**Task**
Tally how many lines in the records below contain the string "dewy", treating uppercase and lowercase as different, and reply with only that number.

##### Data for processing

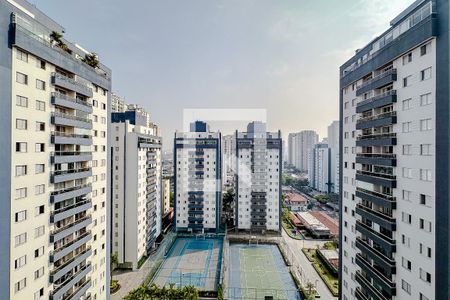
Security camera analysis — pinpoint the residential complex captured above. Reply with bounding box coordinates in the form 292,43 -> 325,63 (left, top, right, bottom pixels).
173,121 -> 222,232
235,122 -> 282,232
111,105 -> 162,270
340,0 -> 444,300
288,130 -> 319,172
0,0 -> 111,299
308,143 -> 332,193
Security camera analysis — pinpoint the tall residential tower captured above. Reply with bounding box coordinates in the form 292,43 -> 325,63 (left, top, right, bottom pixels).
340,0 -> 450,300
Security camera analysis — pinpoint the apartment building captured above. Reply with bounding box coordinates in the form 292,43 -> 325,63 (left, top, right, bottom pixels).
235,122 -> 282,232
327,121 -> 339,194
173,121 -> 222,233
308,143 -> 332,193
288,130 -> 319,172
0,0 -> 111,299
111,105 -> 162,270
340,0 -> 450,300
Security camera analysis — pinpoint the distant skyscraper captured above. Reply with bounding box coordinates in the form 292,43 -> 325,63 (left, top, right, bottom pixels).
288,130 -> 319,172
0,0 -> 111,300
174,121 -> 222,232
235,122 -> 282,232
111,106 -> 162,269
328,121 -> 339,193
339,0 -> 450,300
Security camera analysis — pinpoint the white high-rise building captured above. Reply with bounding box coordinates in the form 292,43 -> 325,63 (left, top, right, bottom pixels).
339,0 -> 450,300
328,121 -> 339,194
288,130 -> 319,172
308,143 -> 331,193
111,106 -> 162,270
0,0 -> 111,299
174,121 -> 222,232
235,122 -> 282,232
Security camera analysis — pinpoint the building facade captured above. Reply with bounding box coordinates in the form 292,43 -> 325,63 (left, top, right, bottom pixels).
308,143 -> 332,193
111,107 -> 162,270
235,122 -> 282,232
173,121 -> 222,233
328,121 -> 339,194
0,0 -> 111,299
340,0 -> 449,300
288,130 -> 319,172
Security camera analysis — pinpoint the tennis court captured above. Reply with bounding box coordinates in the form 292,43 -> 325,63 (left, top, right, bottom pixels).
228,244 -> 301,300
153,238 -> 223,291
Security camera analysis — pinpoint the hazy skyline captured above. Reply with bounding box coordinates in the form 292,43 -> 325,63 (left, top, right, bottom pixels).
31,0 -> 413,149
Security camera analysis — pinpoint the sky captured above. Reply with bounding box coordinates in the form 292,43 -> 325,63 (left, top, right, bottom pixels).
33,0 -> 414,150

##########
##### Data for processing

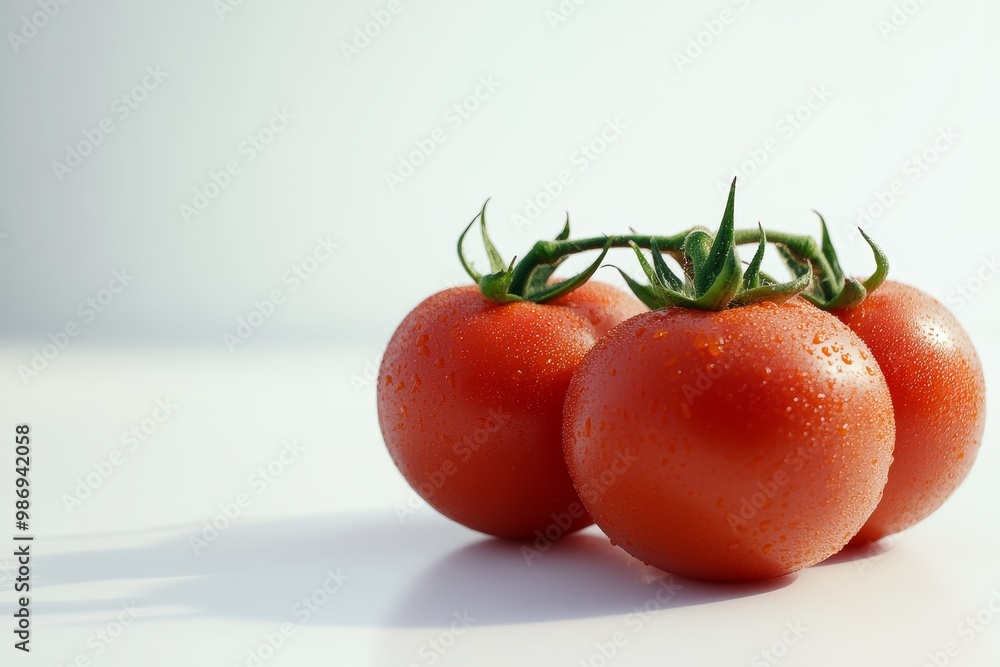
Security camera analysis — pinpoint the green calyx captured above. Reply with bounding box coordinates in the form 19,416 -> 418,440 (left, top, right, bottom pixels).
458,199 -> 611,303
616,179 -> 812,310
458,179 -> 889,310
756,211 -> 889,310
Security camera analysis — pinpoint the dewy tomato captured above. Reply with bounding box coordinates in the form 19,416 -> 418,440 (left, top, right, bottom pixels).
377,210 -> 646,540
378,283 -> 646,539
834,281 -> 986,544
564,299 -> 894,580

##########
##### Data for processing

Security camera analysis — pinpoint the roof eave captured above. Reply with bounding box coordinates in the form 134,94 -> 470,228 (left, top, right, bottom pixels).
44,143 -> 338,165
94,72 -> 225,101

##########

**Right answer**
1